● **EXTRACT**

Many private drug plans, which have been bargained for through the hard work of your union reps, currently cover ezetimibe, no-questions-asked, in stark contrast to many public drug plans that would refuse to cover a treatment with such clearly unproven benefit. In Canada, ezetimibe currently costs employees and employers tens of millions of dollars every year because private plans generally don’t base coverage on a drug’s overall effectiveness and value-for-money considerations, which drive public plans.
This ‘new’ combo pill, a mix of atorvastatin (Lipitor) and ezetimibe (Ezetrol), sounds promising and free samples by the truckload will soon be delivered to our doctors so they can regift them to their patients. The big question is does Liptruzet work? The short answer is “No.” The drug company Merck acknowledged this in a press release: “No incremental benefit of Liptruzet on cardiovascular morbidity and mortality over and above that demonstrated for atorvastatin has been established.” Let me translate: there is no proof the drug combination works any better than Lipitor on its own, which is now cheap and generically available as atorvastatin in Canada.
Seems I’m not the only curmudgeon stupefied that the FDA has approved the drug for sale. Dr. Steven Nissen, head of cardiovascular medicine at the Cleveland Clinic, called this new product a “tricky move, but one which doesn’t make folks any healthier.”

Dataset entries:
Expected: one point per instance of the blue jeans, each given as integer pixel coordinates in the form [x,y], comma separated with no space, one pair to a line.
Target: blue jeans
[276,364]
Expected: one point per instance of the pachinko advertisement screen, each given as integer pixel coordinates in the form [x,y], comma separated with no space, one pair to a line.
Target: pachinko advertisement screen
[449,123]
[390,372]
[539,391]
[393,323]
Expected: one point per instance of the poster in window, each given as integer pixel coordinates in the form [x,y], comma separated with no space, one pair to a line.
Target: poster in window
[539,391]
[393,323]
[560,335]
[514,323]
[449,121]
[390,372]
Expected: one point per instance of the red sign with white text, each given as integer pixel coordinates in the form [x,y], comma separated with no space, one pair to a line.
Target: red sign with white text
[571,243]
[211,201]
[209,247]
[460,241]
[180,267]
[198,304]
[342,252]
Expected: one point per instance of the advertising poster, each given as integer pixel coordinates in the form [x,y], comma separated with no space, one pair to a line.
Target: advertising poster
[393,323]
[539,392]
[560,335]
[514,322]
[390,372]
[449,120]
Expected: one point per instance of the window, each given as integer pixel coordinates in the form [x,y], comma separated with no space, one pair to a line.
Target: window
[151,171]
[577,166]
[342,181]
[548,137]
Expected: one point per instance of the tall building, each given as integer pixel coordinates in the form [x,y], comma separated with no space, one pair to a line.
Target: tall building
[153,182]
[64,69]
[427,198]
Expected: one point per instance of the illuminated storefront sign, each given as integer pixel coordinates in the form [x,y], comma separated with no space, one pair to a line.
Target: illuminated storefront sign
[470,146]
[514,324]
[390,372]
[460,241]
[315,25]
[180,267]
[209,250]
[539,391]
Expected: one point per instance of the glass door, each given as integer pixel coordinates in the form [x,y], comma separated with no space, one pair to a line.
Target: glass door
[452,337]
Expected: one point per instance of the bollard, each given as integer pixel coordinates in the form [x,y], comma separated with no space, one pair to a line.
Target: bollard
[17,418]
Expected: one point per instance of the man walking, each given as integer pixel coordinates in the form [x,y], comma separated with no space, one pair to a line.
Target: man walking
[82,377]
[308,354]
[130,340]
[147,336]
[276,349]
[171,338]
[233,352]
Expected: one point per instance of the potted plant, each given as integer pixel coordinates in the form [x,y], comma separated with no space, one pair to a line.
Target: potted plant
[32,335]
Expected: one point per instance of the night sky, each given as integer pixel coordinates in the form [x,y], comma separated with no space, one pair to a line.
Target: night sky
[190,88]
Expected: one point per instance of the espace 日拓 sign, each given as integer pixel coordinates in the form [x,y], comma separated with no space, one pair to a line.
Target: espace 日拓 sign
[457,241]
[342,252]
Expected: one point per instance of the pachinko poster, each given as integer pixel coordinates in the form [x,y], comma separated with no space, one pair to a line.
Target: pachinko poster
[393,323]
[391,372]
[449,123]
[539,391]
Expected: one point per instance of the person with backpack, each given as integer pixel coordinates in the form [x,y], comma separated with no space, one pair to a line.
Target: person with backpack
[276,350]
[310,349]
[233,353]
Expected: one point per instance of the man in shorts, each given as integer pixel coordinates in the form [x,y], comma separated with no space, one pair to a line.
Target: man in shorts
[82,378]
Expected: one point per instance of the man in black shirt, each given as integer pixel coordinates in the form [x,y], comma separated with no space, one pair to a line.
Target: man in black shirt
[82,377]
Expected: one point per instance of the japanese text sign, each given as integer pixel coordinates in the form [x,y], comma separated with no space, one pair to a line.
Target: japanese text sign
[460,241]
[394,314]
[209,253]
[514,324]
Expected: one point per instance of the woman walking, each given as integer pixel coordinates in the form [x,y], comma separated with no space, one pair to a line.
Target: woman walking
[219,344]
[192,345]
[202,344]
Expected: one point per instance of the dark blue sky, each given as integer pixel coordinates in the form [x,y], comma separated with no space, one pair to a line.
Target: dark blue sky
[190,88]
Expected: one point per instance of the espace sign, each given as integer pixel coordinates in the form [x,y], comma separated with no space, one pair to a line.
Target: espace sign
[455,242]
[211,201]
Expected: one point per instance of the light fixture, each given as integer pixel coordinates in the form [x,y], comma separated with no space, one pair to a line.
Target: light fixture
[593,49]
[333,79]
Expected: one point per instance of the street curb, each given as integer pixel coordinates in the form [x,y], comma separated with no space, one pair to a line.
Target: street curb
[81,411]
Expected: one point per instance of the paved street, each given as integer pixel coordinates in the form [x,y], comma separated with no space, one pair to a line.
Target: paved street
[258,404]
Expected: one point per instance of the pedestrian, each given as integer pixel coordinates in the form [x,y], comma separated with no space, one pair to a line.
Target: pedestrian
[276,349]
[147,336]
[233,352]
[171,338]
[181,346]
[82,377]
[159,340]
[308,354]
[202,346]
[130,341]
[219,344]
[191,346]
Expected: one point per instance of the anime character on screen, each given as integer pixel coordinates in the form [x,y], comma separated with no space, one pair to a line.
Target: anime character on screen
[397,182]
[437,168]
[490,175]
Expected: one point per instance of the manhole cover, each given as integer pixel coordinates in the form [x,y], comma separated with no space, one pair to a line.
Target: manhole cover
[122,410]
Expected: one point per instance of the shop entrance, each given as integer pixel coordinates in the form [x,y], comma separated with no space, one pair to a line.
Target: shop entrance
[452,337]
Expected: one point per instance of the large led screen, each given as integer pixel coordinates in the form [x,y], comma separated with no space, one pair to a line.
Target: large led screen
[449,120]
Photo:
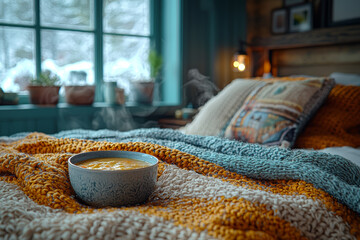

● **TASKS TO CARRY OUT**
(a) Return the part of the passage on Liptruzet that opens with the words containing "Many private drug" and closes with "drive public plans.".
(b) Answer these questions using the passage on Liptruzet:
(i) Which drug is combined with atorvastatin in Liptruzet?
(ii) Which drug company issued the press release that is quoted?
(iii) Who heads cardiovascular medicine at the Cleveland Clinic?
(c) Shorten the paragraph of the passage on Liptruzet that begins "Many private drug plans," keeping its main facts.

● **RESPONSES TO THE TASKS**
(a)
Many private drug plans, which have been bargained for through the hard work of your union reps, currently cover ezetimibe, no-questions-asked, in stark contrast to many public drug plans that would refuse to cover a treatment with such clearly unproven benefit. In Canada, ezetimibe currently costs employees and employers tens of millions of dollars every year because private plans generally don’t base coverage on a drug’s overall effectiveness and value-for-money considerations, which drive public plans.

(b)
(i) Ezetimibe (Ezetrol)
(ii) Merck
(iii) Dr. Steven Nissen

(c) Many private drug plans, won through union bargaining, cover ezetimibe without question. Many public plans would refuse a treatment of such unproven benefit. In Canada, ezetimibe costs employees and employers tens of millions of dollars a year. Private plans generally don't base coverage on a drug's overall effectiveness and value for money, the considerations that drive public plans.